#### Instruções:
[A] Devolva, sem qualquer alteração, todo o trecho do texto sobre o romance de Stendhal que vai desde "Duquesas, condes, marquesas, e" até "enriquecem o argumento.".
[B] Reescreva em forma de lista o parágrafo do texto sobre o romance de Stendhal que começa por "Duquesas, condes, marquesas", conservando os fatos principais.

#### Texto extraído:

Duquesas, condes, marquesas, e toda uma fauna curiosa povoam o romance de Stendhal, como satélites em volta de um Fabrício perdido como cego em tiroteio. Um tiroteio onde não há nem mortos nem feridos. Apenas possibilidades que esgotam o leitor. Agora que releio os sublinhados que fiz  ao longo da leitura -para tentar costurar alguma lógica- percebo que a maioria são fios soltos, não há como tecer algo substancial. Opto por descartá-los por longos e cansativos, gratuitos, não enriquecem o argumento.

Uma luz parece brilhar na figura de Clélia Conti, outro dos amores platónicos de Fabricio. “Tinha cabelos louro-cinza, que se destacavam suavemente sobre suas faces de um colorido fino, mas de modo geral um pouco pálido demais. Só a forma da fronte poderia ter revelado a um observador meticuloso que aquele ar tão nobre, aqueles ademanes tão acima das graças comuns, eram devidos a uma profunda incúria por tudo que é vulgar. Era aparência e não a impossibilidade de interesse por alguma coisa”.

#### Amostra de dados:
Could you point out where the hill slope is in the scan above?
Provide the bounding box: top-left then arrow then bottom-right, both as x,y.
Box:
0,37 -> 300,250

#### Respostas completas:
[A]
Duquesas, condes, marquesas, e toda uma fauna curiosa povoam o romance de Stendhal, como satélites em volta de um Fabrício perdido como cego em tiroteio. Um tiroteio onde não há nem mortos nem feridos. Apenas possibilidades que esgotam o leitor. Agora que releio os sublinhados que fiz  ao longo da leitura -para tentar costurar alguma lógica- percebo que a maioria são fios soltos, não há como tecer algo substancial. Opto por descartá-los por longos e cansativos, gratuitos, não enriquecem o argumento.

[B]
- Duquesas, condes, marquesas e outras figuras curiosas povoam o romance de Stendhal, girando como satélites em torno de Fabrício, perdido como cego em tiroteio.
- Nesse tiroteio não há mortos nem feridos, apenas possibilidades que esgotam o leitor.
- Ao reler os trechos sublinhados durante a leitura para tentar encontrar alguma lógica, percebe-se que a maioria são fios soltos, sem como tecer algo substancial.
- Esses sublinhados são descartados por serem longos, cansativos e gratuitos, e por não enriquecerem o argumento.